Records from a data source:
^^^^^^^^^^^^^^^^

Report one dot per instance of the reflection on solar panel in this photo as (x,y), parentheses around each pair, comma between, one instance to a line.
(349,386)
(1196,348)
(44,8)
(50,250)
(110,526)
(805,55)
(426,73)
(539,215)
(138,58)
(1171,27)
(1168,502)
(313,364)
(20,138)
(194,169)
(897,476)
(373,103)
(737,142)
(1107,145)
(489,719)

^^^^^^^^^^^^^^^^

The entries shown above should be duplicated exactly.

Report one dot per instance of the reflection on solar panel in this photo as (x,y), parentheses around each pair, comma between, one instance to a line.
(349,386)
(1196,348)
(44,8)
(50,250)
(110,526)
(805,55)
(426,73)
(539,215)
(138,58)
(1171,27)
(1168,502)
(313,364)
(20,138)
(194,169)
(897,476)
(373,103)
(737,142)
(1107,145)
(489,719)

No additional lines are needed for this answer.